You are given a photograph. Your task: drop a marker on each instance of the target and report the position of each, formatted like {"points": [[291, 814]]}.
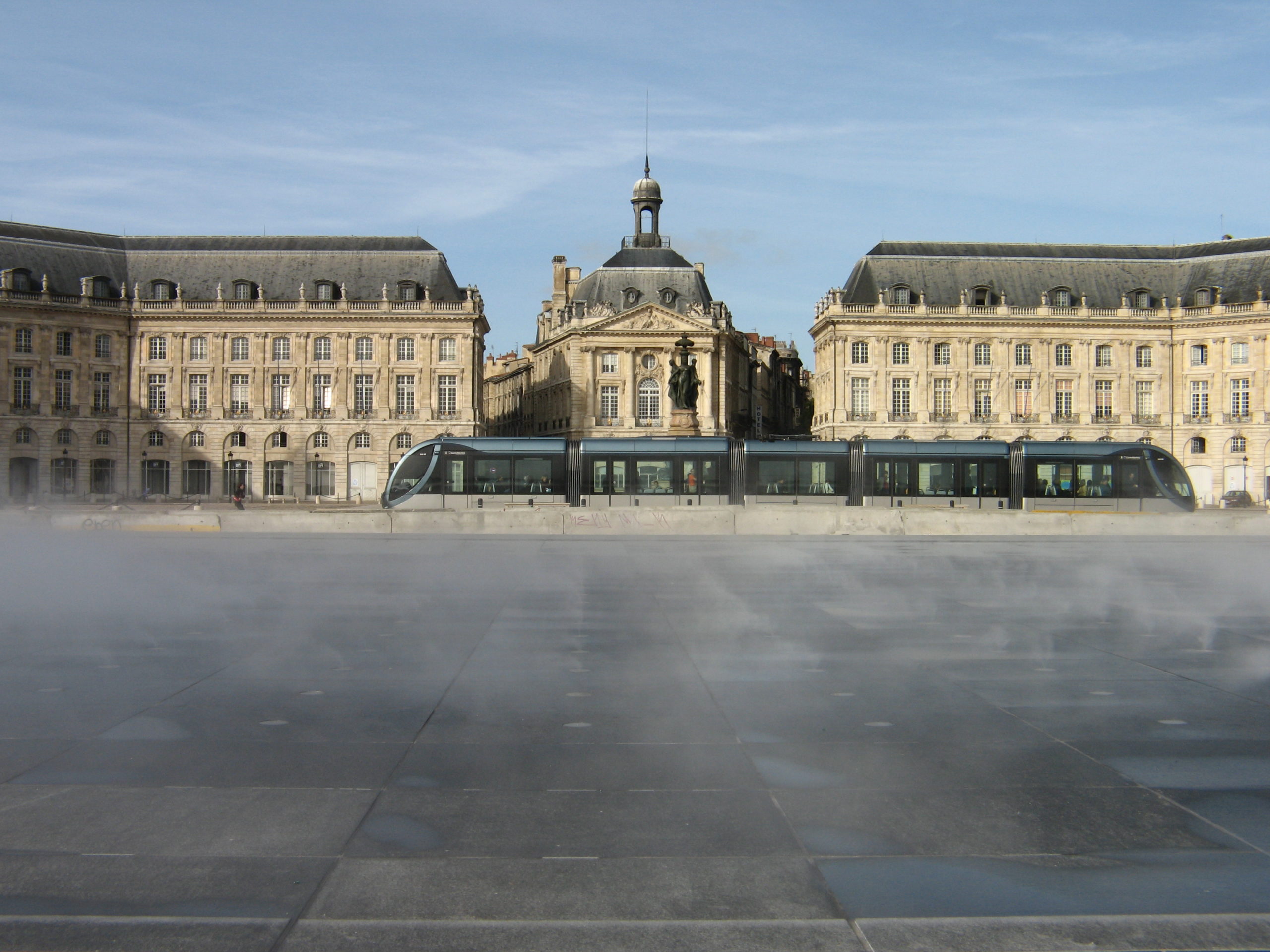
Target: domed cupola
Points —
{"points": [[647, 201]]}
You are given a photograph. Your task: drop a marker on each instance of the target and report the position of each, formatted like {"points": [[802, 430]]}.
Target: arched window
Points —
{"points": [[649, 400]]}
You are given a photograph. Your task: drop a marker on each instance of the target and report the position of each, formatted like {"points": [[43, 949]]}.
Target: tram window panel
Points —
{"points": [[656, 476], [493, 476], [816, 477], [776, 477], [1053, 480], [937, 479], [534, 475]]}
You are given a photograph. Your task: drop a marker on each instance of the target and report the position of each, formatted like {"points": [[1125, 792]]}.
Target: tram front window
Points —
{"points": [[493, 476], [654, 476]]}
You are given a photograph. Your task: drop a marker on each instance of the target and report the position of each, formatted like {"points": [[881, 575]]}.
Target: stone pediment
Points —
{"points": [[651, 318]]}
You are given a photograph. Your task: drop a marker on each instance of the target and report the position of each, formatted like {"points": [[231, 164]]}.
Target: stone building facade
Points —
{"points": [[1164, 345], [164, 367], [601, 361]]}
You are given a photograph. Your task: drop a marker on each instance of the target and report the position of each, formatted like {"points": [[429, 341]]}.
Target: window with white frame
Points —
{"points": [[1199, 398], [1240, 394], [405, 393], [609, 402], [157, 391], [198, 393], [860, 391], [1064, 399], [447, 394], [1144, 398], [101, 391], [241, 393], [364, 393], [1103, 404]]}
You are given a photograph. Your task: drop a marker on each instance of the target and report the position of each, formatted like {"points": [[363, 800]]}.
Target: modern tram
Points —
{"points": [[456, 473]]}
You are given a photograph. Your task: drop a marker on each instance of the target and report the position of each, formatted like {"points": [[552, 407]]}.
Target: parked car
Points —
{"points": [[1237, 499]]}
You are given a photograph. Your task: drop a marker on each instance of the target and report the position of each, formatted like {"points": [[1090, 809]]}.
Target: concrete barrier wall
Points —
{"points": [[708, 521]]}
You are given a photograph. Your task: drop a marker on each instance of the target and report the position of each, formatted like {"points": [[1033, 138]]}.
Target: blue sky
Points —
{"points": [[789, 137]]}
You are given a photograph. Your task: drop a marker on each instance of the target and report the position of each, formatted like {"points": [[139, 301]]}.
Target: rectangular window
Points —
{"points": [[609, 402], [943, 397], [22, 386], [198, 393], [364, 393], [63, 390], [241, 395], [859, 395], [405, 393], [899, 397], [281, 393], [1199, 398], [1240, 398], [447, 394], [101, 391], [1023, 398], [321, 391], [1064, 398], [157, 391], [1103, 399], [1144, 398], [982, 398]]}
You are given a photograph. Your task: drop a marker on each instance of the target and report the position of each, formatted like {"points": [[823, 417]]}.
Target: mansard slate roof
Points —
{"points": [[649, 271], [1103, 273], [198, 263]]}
★ ★ ★ ★ ★ ★ ★
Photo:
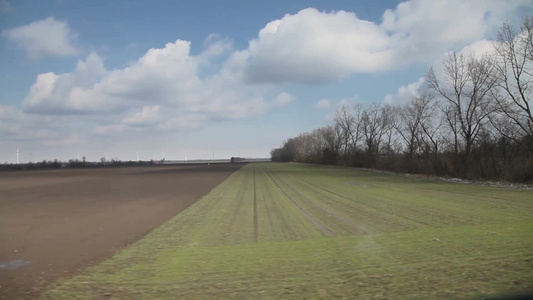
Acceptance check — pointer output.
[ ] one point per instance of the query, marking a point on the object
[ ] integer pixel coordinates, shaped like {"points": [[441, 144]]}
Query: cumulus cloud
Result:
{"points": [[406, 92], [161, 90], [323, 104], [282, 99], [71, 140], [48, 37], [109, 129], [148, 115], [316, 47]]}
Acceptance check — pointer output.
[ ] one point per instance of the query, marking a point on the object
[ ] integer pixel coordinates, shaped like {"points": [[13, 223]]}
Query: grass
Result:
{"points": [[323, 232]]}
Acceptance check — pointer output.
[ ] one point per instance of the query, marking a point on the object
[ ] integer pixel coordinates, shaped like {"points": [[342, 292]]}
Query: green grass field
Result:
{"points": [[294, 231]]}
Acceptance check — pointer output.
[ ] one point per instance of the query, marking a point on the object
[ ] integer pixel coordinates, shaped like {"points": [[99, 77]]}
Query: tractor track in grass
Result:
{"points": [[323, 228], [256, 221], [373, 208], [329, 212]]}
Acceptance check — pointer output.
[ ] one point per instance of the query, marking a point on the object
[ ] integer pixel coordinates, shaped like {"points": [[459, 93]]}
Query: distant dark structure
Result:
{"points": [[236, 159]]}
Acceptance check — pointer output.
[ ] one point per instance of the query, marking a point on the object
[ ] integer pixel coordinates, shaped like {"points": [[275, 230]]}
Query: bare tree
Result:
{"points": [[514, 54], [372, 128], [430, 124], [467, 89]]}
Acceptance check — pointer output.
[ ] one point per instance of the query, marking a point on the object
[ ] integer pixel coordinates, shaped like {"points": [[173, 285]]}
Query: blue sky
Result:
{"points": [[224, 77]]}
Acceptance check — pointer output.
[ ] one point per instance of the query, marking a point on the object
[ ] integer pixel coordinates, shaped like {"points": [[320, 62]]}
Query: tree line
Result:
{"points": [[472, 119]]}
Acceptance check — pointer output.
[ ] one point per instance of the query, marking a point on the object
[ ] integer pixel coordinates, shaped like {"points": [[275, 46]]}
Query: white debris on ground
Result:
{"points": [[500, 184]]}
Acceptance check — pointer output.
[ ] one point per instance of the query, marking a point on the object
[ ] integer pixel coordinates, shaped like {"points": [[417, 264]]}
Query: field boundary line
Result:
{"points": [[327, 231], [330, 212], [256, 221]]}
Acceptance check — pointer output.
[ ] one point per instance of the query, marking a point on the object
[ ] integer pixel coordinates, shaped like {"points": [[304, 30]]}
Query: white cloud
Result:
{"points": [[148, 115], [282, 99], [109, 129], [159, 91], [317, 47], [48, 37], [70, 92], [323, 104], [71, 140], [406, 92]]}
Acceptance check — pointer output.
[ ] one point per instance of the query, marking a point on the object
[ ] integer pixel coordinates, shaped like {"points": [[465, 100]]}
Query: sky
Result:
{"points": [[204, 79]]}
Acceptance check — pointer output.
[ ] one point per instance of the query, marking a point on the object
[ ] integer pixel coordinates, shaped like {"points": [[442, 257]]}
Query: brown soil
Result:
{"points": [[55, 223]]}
★ ★ ★ ★ ★ ★ ★
■ Exercise instructions: Copy the lines above exactly, beginning at the line that has "Target: blue sky" and stopping after the line that has "Target: rectangular window", and omit the rest.

■ Completed task:
Target: blue sky
Points —
{"points": [[789, 137]]}
You are given a photograph. Your task: drop a marker on each instance of the target and report the position of each, formatted like {"points": [[139, 301]]}.
Target: rectangular window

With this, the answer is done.